Region pointing data
────
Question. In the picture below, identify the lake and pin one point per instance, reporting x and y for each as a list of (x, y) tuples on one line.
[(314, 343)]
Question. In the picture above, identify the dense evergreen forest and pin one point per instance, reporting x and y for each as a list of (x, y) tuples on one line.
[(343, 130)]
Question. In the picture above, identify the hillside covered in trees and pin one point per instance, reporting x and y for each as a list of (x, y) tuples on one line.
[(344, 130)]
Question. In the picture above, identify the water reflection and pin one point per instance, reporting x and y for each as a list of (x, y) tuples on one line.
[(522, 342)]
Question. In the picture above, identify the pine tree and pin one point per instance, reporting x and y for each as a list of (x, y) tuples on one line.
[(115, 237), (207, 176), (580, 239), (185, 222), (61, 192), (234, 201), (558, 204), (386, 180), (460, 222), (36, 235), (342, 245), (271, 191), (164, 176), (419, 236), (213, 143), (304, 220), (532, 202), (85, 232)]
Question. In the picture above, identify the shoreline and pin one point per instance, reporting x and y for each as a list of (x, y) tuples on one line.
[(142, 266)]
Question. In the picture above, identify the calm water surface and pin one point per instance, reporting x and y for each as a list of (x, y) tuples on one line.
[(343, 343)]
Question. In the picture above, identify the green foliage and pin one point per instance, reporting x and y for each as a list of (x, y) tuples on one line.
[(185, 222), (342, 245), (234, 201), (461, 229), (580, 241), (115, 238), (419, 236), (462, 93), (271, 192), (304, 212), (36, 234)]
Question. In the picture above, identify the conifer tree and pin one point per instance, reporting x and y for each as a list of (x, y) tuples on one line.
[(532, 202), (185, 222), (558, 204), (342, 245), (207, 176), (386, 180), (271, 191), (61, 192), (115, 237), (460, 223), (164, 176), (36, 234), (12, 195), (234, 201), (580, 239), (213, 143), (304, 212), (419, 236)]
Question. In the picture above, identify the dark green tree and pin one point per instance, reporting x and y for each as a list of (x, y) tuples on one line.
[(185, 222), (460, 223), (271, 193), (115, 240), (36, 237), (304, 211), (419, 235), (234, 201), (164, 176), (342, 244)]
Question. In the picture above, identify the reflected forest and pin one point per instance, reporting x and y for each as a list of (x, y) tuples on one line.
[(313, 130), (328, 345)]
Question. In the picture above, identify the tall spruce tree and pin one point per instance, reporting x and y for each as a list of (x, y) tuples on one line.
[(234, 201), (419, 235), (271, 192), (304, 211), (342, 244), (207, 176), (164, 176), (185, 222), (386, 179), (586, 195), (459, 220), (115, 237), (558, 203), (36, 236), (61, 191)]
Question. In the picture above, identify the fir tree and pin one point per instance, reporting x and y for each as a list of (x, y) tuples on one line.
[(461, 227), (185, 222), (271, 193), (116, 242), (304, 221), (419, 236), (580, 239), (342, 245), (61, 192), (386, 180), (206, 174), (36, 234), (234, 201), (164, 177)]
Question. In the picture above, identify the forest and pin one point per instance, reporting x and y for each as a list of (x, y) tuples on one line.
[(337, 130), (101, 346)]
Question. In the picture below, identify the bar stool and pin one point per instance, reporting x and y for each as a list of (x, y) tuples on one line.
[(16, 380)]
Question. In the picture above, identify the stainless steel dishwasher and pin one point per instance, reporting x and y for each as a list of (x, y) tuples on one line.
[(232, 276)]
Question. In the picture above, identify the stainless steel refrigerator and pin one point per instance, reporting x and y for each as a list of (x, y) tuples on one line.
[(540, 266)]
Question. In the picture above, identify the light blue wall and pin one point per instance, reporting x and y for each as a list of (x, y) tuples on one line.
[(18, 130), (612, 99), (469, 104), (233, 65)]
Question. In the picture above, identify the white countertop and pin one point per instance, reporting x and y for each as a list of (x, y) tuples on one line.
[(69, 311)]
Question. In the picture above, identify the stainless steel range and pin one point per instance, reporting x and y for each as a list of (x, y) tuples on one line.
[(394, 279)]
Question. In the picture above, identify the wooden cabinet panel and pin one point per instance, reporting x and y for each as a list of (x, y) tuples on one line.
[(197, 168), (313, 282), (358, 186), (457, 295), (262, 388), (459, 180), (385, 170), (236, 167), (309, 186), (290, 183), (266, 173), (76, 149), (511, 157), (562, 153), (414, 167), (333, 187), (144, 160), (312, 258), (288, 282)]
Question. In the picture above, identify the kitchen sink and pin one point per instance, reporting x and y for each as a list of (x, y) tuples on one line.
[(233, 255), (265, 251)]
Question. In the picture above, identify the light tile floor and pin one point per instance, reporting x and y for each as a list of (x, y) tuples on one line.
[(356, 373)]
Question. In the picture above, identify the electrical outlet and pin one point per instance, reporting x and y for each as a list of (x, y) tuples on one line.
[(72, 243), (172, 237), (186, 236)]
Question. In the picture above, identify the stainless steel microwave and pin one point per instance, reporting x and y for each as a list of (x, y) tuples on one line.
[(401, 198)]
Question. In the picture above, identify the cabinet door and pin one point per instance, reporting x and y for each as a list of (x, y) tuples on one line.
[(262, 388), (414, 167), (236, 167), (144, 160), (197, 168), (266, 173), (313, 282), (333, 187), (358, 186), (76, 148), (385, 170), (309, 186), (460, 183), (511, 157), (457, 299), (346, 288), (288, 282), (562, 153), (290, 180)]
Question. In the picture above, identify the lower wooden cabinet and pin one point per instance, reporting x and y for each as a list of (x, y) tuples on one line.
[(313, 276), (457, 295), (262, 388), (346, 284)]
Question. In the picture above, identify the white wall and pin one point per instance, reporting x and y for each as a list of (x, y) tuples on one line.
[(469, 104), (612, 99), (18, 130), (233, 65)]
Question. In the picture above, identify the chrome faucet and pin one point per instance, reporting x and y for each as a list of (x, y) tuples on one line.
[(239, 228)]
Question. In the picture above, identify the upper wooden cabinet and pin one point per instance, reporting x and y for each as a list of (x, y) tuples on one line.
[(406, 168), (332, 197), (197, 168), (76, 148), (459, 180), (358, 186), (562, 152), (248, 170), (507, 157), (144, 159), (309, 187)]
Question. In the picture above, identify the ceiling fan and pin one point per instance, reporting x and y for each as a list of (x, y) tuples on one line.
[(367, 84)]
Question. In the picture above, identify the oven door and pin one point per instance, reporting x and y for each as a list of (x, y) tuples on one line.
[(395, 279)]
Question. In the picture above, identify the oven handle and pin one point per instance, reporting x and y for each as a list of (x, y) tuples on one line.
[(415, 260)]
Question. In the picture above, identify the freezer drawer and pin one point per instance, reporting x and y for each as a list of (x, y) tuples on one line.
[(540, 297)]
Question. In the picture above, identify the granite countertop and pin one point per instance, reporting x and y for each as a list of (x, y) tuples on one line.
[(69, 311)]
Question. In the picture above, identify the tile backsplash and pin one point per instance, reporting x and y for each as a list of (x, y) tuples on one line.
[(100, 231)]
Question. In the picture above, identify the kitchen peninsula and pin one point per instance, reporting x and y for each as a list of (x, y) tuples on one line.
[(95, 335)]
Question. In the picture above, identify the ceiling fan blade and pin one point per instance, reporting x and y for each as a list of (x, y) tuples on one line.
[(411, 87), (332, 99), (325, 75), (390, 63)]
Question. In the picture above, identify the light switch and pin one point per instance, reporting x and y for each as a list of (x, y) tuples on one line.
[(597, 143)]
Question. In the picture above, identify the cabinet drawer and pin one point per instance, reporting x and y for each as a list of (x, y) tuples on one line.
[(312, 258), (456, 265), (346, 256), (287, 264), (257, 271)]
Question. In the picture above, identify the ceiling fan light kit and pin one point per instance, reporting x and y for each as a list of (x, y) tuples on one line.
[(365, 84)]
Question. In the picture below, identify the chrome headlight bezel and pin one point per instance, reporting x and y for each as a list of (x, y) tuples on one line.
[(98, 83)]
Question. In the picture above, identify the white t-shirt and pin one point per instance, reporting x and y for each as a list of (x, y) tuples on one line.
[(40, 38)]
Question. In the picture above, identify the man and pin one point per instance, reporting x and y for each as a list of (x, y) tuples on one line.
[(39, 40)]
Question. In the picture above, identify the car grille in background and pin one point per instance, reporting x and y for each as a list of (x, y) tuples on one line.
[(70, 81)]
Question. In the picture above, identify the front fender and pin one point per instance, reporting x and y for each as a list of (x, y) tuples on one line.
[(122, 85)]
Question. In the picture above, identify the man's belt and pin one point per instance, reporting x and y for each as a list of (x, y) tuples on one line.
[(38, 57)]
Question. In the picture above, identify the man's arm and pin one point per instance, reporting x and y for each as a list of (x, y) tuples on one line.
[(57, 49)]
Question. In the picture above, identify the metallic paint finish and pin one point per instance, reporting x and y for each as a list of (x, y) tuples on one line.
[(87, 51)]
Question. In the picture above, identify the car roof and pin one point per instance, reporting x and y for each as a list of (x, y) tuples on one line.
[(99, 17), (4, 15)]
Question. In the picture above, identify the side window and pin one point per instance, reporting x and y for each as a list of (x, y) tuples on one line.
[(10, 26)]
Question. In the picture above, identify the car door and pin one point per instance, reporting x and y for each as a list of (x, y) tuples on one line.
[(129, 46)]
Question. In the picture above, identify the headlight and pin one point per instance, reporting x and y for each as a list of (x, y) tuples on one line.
────
Exercise
Go to the line holding "Question. In the picture above, identify the car door" in the entries above and return it, along with every line after it, exactly as written.

Answer box
Question. In the picture above, identify the car door and pin one point per instance, reporting x and y for each as a list of (x, y) tuples on one line.
[(129, 46)]
Question. In the picture above, identify the headlight and pin one point per instance, reporting x and y for each as a list of (x, y) tuples on one line.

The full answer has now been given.